> [本文]
「口ぶえ」と折口信夫の性愛
帰郷していた間に、折口 信夫(おりくち しのぶ)著『初稿・死者の書』(安藤 礼二編集、国書刊行会)を読了した。
日中は慣れない家事に追われ、読めるのは両親が寝室に向ったあとの夜半前からとなる。
ある意味、本書を読むには夜中のほうが相応しいのかなと思ったり。
ただ、期待しすぎていたからだろうか、正直なところ、『死者の書』は、期待はずれに終わった。凄く生意気な表現をすると、この程度の世界なら自分にも描けるのではないかという感覚が終始付き纏って離れなかったのである。
創作の上での技術が物足りない。歌人として学者として名を成しているが、虚構作品としての何かが足りない。
あるいは、小説に仕立てるには邪道な何かが濃厚すぎるような。
そんな違和感を抱かされたのは、『死者の書』の冒頭に、いきなり誤植が見つかってしまって、ガッカリさせられたからかもしれない。
冒頭四行目に、「まともに、寺を圧してつき立ってゐるのが、二山上(ふたかみやま)である。」と。
当然、二上山(ふたかみやま)のはずだ。実際、心ならずも本文を読んでいても、ずっとこの地名の表記がどうなっているか気になってしまった。
でも、他はちゃんと二上山と表記してある。

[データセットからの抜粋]
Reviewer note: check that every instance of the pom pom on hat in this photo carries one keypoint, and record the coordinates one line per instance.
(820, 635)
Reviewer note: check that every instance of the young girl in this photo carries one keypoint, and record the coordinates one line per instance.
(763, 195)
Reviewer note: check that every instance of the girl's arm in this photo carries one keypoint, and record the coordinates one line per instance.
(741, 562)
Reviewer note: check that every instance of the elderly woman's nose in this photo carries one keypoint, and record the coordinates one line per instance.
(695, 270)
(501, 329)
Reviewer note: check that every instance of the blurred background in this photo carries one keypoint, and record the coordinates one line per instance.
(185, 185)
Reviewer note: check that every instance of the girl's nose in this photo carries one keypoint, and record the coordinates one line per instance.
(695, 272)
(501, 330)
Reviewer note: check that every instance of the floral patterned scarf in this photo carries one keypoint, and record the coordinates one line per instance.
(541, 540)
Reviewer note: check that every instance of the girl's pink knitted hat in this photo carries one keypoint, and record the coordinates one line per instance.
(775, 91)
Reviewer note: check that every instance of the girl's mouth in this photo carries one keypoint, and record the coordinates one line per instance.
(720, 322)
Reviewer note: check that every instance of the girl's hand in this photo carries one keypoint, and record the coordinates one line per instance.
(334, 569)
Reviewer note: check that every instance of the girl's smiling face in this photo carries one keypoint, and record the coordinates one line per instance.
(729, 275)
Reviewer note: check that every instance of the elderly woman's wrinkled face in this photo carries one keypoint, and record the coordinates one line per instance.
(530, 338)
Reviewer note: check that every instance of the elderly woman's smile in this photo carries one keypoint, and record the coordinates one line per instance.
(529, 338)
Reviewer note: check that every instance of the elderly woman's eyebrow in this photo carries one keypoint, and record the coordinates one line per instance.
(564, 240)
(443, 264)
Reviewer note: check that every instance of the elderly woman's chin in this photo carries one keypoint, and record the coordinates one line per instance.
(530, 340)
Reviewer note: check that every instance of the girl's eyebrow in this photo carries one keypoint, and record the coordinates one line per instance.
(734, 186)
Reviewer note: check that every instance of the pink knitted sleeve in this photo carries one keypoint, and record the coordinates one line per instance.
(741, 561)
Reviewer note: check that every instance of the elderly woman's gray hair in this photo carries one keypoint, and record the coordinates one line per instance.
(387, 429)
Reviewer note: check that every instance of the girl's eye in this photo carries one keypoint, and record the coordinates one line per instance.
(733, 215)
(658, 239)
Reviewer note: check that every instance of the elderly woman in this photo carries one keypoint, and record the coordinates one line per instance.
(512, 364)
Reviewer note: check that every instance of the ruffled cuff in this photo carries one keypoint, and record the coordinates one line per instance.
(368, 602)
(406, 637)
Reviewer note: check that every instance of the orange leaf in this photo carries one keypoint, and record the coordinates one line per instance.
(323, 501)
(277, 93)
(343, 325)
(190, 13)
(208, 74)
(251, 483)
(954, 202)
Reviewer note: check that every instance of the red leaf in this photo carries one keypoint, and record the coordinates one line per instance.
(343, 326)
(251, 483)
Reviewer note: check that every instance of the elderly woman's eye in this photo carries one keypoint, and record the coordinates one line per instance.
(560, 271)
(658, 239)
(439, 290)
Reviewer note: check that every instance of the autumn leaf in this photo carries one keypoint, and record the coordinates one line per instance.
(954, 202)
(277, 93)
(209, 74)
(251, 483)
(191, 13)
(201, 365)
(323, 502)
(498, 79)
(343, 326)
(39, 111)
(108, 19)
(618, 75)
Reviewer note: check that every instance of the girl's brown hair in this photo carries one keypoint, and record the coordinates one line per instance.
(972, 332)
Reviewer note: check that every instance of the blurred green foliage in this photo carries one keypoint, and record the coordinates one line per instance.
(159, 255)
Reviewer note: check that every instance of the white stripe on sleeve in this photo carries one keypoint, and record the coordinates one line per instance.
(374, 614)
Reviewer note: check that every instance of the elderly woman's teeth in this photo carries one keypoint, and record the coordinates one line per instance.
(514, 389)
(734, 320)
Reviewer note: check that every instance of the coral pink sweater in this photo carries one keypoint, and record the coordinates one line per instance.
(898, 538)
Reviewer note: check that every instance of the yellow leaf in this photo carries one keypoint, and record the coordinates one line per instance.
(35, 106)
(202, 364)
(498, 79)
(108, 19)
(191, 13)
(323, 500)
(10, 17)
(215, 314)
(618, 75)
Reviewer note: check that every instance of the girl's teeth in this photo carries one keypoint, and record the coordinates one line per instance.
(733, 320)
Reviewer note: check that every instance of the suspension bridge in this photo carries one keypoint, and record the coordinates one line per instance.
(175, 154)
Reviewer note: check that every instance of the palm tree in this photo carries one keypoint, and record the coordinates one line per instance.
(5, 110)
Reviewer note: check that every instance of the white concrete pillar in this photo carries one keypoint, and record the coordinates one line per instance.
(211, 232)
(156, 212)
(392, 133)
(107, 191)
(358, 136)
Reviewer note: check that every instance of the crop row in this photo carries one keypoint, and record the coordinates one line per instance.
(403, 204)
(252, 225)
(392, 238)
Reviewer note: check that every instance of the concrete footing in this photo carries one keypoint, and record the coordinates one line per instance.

> [課題 A]
『死者の書』の読後感をつづった文章を、二文で要約してください。
> [課題 B]
『死者の書』の読後感をつづった文章を、最後の文の後から書き継いでください。

> [解答 A]
帰郷中に折口信夫著『初稿・死者の書』を夜半前から読んだ筆者は、期待しすぎていたせいか、創作の技術が物足りず期待はずれに終わったと感じた。その違和感は、冒頭四行目で二上山が「二山上」と誤植されていたことに落胆したためかもしれないと筆者は述べているが、他の箇所はきちんと二上山と表記されていた。

> [解答 B]
最初、「二山上」とあるのを見て、これは折口 信夫的な世界特有の言葉遣い、表記なのかと思った(その前に目を疑ったが)。
あるいは、「初稿・死者の書」と銘打っているから、初稿の表記の間違いがそのままにされているのか(でも、全く、注記がない)。
どうでもいいことなのか。初版ではあるし、よくある校正ミスの類いに過ぎないのか。でも、あんまりな見逃し?!
この作品については、ネットでは、「松岡正剛の千夜千冊『死者の書』折口信夫」にて、相当に思い入れのされた論考が読める。
小生の感想など、当てにしないで、この書評を読んだほうがいい。
確かに、さすが、釈迢空 (しゃくちょうくう)という歌人の名を持つ折口信夫だけあって、自然界の事象についての、ある感覚的な捉え方、擬音的表現など、感性において独特な世界が厳としてある。それは認めざるを得ない。
しかし、それを虚構作品として物語化する技術が足りない。彼の古代と現代を往還する異形な世界が描かれているから、その特殊さに目が眩んでしまうからなのか、そんなことを指摘する人などいないのだろう。
古代史関連の本は、『古事記』を初め、さんざん読んできたので、頻出する独特な地名や人名も、何処か懐かしい感覚があって、今更、古代と現代が輻輳する世界に驚かされることもない。
小生には、折口信夫の描出にも関わらず、彼が古代人の心をたまさかにも現出させることに成功しているとは、全く思わなかった。
そう、折口信夫ワールドに通暁している方からしたら、小生のような感じ方は読みが浅いということになるのだろう。
恐らく、小生の本書「死者の書」への違和感など、所詮、折口ワールドに入れなかったものの、門外漢の愚痴に過ぎないと、黙殺されるものだろう。
そんな批判は甘んじて受けるしかない。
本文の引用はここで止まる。